**Your objective**
Rewrite the part of the records that opens with the line containing "Could you please indicate the headset" and runs to the end of the records, request included. Multiply each coordinate in the answers by 1.2 and round to whole numbers, with halves rounded up.

Point-based annotation data

======

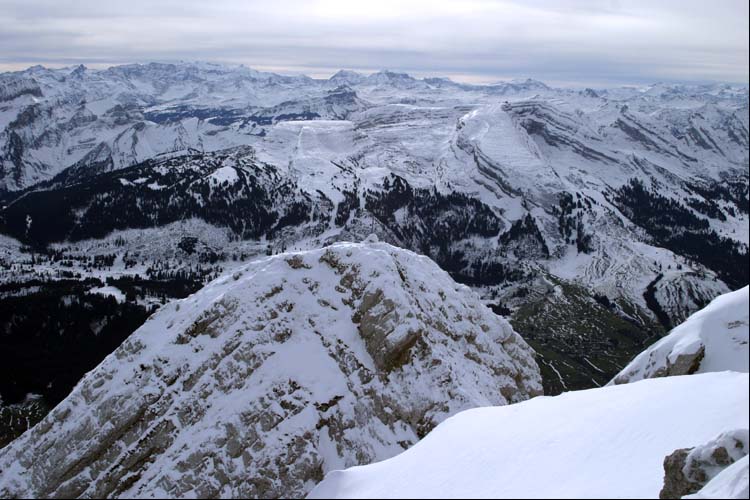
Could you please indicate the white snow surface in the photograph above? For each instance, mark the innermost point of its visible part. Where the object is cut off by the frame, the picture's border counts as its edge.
(599, 443)
(287, 368)
(721, 329)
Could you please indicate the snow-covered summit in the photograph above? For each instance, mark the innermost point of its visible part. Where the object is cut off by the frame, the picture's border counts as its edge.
(272, 376)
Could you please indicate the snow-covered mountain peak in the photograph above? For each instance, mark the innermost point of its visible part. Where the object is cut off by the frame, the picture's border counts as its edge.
(272, 376)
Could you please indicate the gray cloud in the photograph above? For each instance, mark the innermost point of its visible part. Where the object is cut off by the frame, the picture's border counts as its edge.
(582, 41)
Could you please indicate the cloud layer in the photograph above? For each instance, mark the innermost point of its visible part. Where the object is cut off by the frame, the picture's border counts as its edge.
(577, 41)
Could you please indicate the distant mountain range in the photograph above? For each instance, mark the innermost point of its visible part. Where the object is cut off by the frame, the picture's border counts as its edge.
(595, 219)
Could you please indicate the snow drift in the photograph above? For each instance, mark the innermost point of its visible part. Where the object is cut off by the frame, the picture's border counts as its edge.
(713, 339)
(599, 443)
(269, 378)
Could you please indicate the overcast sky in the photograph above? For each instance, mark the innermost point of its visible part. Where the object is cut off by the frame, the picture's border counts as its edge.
(571, 41)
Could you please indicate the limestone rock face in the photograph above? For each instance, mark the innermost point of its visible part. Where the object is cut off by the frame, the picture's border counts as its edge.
(714, 339)
(269, 378)
(689, 470)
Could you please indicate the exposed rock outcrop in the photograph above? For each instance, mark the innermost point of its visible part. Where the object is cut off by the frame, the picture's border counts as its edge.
(269, 378)
(688, 470)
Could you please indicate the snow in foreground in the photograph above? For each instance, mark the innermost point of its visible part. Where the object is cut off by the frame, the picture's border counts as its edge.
(713, 339)
(600, 443)
(732, 482)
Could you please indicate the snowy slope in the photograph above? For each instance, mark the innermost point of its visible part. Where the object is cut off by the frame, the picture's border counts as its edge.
(270, 377)
(637, 196)
(600, 443)
(713, 339)
(732, 482)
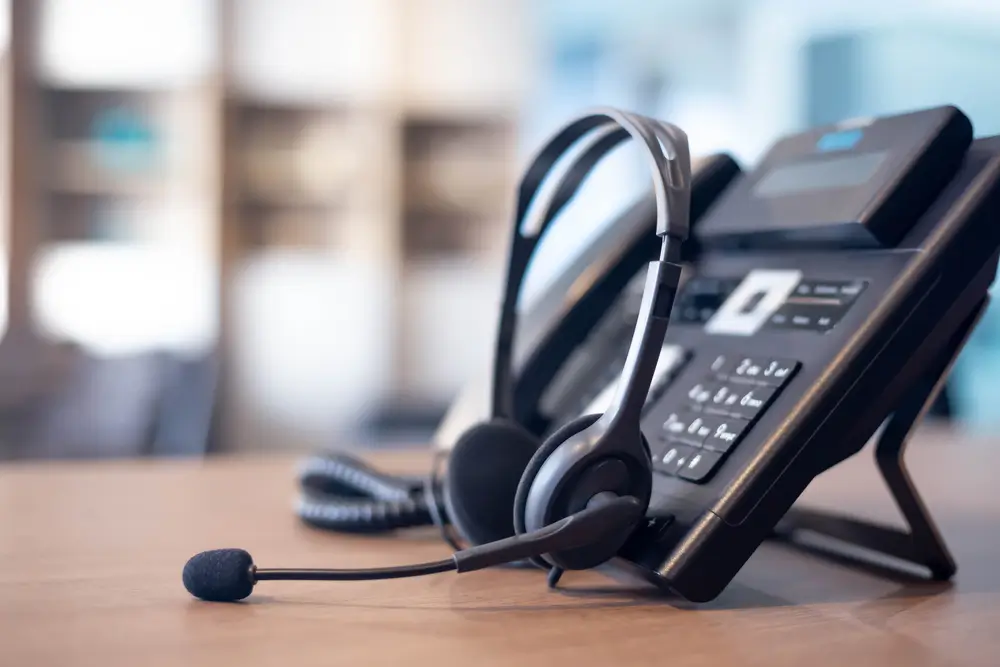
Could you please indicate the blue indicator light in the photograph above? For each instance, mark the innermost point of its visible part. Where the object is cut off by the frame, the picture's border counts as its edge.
(838, 141)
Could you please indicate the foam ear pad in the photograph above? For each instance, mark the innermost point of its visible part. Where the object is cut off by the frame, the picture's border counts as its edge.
(558, 437)
(484, 469)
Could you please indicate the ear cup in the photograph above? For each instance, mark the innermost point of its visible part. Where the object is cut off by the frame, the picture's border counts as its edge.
(484, 469)
(558, 437)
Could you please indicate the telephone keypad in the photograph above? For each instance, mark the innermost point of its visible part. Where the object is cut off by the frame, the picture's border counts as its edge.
(717, 411)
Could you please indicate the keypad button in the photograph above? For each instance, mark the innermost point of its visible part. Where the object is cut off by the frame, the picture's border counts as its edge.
(722, 366)
(699, 465)
(749, 368)
(725, 398)
(676, 424)
(777, 371)
(688, 427)
(674, 458)
(701, 393)
(725, 433)
(752, 401)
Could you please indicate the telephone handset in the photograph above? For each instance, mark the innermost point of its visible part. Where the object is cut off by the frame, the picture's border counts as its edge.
(571, 336)
(851, 265)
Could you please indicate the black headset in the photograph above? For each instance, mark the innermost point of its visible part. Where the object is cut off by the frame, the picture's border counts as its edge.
(569, 502)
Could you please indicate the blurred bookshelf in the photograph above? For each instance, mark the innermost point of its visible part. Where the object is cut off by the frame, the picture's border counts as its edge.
(315, 190)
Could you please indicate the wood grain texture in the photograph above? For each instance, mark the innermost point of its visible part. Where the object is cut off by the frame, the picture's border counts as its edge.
(91, 553)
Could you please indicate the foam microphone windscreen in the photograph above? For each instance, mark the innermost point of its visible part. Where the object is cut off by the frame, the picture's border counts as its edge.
(220, 575)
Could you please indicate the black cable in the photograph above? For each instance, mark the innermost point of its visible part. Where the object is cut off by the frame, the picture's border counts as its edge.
(397, 572)
(431, 499)
(342, 493)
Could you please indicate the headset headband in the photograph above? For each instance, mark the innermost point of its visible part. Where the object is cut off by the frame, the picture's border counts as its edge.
(666, 149)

======

**The solution**
Could you please indicate the headset headband in the photograph above? For each instance, mark the innermost point of its visible part. Where the object is cut off by the frame, the picture's border counts as its edge.
(799, 179)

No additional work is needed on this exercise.